**TASK INSTRUCTIONS**
This exercise requires an exact copy of each line from the one containing "Looking at this photograph, can you tell me where the doorway" down to the last line below.
::: WORKING DATA
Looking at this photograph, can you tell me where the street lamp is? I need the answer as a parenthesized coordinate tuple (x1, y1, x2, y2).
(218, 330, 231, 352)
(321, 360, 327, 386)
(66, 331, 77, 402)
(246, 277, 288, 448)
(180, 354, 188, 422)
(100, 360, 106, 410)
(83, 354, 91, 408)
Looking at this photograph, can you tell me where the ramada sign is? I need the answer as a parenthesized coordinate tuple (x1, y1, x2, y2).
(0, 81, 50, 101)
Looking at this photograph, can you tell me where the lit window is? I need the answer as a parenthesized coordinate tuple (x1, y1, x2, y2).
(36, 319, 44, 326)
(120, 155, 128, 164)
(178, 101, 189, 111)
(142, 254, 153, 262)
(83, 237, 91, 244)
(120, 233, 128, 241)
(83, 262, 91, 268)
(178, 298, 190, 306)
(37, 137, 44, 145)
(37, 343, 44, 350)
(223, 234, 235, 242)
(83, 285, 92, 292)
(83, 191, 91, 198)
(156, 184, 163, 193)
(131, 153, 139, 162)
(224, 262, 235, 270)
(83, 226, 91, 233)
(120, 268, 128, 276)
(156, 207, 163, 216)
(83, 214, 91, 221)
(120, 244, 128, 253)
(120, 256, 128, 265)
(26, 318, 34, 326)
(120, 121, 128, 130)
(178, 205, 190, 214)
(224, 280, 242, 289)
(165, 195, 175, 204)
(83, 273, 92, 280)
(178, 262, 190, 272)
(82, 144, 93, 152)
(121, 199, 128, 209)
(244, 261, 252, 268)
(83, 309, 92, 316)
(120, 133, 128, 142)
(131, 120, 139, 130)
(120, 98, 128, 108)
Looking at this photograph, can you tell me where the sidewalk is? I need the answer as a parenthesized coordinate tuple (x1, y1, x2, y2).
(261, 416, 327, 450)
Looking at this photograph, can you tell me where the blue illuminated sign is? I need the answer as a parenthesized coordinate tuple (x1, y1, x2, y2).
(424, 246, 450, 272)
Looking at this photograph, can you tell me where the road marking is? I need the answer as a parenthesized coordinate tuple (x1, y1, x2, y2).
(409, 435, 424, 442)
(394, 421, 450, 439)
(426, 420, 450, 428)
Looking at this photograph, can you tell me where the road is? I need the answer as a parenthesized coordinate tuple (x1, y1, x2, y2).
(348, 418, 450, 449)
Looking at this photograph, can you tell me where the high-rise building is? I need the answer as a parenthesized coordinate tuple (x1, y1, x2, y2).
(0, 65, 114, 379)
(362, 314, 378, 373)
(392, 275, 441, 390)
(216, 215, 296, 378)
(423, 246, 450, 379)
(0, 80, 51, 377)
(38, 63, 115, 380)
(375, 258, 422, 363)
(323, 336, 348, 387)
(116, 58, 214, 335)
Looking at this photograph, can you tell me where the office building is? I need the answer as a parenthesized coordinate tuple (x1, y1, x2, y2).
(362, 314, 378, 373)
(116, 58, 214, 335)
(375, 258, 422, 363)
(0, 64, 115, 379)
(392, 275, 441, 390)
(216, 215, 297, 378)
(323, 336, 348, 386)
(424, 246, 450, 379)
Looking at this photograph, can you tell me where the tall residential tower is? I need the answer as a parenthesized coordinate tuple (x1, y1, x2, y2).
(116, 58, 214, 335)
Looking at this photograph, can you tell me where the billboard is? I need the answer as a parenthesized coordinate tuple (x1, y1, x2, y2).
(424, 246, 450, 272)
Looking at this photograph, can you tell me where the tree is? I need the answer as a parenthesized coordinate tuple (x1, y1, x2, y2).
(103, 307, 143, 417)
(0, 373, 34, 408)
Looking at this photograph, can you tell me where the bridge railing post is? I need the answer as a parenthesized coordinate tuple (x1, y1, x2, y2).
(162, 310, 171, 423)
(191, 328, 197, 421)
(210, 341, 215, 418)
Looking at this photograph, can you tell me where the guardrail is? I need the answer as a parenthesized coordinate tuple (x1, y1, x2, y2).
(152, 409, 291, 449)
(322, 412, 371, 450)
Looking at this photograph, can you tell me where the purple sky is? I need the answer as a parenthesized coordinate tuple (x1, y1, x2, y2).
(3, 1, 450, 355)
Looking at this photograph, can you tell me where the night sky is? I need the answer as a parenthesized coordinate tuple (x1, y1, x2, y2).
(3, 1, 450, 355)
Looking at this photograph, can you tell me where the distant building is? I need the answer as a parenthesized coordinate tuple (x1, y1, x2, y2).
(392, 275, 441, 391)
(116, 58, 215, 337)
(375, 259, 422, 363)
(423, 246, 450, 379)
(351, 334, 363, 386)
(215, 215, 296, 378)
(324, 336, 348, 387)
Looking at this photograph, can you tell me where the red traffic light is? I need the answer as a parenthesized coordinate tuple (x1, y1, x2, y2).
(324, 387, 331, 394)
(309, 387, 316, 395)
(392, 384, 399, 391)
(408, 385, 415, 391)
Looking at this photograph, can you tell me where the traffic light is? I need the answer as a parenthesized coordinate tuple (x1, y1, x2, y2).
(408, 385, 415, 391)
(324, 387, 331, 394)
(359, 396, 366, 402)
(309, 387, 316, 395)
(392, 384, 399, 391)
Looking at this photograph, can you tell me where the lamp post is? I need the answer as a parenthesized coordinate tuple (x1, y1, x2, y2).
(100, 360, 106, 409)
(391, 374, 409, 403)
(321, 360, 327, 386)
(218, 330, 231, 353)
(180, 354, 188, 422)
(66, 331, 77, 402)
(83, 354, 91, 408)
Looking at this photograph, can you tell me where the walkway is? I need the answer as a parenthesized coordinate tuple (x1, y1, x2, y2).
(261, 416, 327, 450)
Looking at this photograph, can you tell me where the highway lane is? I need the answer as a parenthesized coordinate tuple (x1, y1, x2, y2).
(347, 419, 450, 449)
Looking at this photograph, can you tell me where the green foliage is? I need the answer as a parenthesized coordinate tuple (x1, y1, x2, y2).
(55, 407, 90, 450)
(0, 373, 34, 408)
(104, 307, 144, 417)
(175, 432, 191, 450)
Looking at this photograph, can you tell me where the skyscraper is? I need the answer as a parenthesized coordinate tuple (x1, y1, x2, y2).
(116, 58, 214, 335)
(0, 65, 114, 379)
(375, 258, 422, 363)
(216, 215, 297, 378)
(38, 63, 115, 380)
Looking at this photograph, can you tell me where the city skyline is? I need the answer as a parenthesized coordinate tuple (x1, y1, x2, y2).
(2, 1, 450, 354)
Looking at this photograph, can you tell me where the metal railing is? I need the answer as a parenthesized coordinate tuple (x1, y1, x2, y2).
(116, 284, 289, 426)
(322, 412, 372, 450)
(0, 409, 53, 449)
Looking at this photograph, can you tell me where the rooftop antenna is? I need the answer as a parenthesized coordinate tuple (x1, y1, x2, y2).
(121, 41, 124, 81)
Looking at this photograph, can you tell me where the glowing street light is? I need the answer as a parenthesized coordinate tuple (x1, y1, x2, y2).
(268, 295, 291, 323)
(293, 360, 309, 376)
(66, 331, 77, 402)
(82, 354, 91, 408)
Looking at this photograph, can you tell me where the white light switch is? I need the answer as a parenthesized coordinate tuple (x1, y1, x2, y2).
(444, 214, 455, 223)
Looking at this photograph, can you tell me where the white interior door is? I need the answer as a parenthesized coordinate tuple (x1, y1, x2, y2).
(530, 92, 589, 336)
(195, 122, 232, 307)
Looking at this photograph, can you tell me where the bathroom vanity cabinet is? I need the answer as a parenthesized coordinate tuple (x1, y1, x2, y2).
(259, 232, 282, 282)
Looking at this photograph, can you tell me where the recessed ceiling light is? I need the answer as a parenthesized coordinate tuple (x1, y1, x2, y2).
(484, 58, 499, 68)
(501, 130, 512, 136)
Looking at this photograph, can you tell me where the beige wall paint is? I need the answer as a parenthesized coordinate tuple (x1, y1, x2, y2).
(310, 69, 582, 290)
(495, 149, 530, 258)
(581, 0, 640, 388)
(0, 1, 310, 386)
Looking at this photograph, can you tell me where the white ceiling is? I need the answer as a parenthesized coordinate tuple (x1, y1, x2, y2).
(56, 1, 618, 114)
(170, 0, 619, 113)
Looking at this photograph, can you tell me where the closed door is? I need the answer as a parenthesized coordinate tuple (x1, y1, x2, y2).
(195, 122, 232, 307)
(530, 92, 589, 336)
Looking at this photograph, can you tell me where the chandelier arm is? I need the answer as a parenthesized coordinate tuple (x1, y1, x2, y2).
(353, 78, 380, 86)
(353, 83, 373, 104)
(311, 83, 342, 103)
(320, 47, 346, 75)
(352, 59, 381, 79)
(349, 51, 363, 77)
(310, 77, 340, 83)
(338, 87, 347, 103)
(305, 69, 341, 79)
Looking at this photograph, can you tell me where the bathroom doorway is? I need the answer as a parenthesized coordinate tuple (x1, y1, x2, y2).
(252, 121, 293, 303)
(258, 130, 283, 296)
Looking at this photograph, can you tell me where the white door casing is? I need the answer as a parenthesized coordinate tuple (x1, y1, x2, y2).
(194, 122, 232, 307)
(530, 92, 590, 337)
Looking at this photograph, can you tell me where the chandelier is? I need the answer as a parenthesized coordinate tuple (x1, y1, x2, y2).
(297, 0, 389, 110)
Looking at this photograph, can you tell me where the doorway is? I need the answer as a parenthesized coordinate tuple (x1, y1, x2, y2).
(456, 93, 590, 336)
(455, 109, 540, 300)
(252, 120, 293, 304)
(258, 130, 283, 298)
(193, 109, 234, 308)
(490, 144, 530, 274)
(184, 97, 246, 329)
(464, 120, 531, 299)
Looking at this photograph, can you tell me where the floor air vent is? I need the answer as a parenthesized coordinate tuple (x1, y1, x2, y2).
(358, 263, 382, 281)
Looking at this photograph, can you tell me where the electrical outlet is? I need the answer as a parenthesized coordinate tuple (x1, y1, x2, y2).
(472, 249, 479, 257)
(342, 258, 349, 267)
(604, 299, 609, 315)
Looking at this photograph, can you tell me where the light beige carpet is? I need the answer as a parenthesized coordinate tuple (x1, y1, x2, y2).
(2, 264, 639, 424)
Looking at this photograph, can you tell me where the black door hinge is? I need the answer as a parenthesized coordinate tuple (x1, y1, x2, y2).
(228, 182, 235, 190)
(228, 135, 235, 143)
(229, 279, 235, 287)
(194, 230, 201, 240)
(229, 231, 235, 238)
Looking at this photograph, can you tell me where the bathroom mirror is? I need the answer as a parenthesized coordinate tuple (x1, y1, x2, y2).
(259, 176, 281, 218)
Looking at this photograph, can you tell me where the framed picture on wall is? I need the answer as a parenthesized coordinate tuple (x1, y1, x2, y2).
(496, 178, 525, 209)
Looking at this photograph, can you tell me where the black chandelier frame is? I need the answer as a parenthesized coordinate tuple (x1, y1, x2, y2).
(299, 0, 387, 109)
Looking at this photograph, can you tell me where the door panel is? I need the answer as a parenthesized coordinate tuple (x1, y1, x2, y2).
::::::
**RESPONSE AREA**
Looking at this photograph, can you tell me where the doorway is? I need the answer as a parenthesized coordinate tuple (x1, y1, x2, y2).
(456, 93, 590, 336)
(455, 109, 540, 300)
(252, 120, 293, 304)
(258, 130, 283, 298)
(193, 109, 234, 308)
(490, 144, 530, 274)
(184, 97, 246, 329)
(464, 120, 531, 299)
Looking at this photograph, can you tell me where the floor air vent is? I need the answer as a parenthesized coordinate tuple (x1, y1, x2, y2).
(358, 263, 382, 281)
Looking at this photograph, can you tell me where the electrical outlet is? I need the answer as a parenthesized coordinate tuple (x1, y1, x2, y2).
(472, 249, 479, 257)
(342, 258, 349, 267)
(604, 299, 609, 315)
Looking at this photograph, can you tell me where the light beige carpet is? I need the answer as a parenthesized coordinate tuple (x1, y1, x2, y2).
(2, 264, 639, 424)
Looking at this photograph, can you tell me where the black door hinge is? I need the answer as a parenthesized coordinate tuple (x1, y1, x2, y2).
(228, 182, 235, 190)
(228, 135, 235, 143)
(229, 279, 235, 287)
(194, 230, 201, 240)
(229, 231, 235, 238)
Looking at this photograph, can you tell me where the bathroom mirror is? I need the answer as a parenthesized coordinate tuple (x1, y1, x2, y2).
(259, 176, 281, 218)
Looking at this photograph, can you tell me where the framed picture on wall is? I need the answer as a parenthesized coordinate tuple (x1, y1, x2, y2).
(496, 178, 525, 209)
Looking at this photograph, can you tell me where the black chandelier frame is? I need the answer as a parenthesized coordinate tuple (x1, y1, x2, y2).
(299, 0, 387, 109)
Looking at this photograph, can you tell me where the door panel is? I need the answer as a parenthesized coordinate tuple (x1, y1, x2, y2).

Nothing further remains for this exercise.